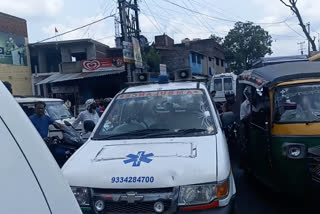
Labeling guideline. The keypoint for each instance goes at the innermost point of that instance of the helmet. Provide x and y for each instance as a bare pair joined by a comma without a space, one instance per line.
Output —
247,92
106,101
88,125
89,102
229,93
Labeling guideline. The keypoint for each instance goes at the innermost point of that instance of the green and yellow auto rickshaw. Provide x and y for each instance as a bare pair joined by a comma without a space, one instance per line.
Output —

--

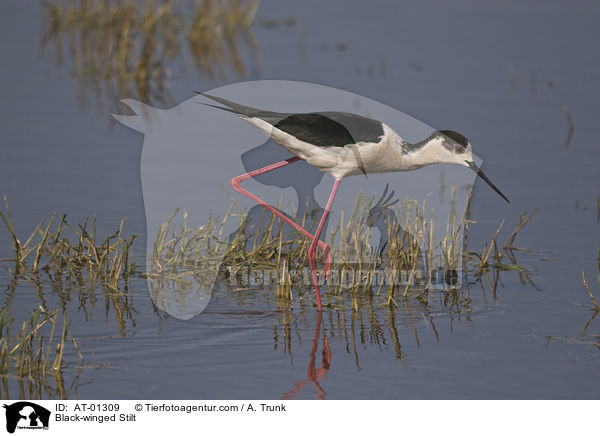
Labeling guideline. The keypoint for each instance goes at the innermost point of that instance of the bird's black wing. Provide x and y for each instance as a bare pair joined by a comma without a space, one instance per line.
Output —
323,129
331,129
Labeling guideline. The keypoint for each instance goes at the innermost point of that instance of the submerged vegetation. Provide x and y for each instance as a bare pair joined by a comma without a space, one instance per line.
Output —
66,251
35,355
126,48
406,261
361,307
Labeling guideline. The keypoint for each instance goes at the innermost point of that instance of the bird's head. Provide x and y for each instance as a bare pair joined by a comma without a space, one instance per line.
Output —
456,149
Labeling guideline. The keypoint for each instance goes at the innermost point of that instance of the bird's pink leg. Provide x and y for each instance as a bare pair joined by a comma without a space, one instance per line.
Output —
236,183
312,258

#### PROBLEM TO SOLVE
Count the lines of the material above that contain the string "Provide", treating case as significant. Reply with the number alone.

#### RESPONSE FOR THIS EXERCISE
6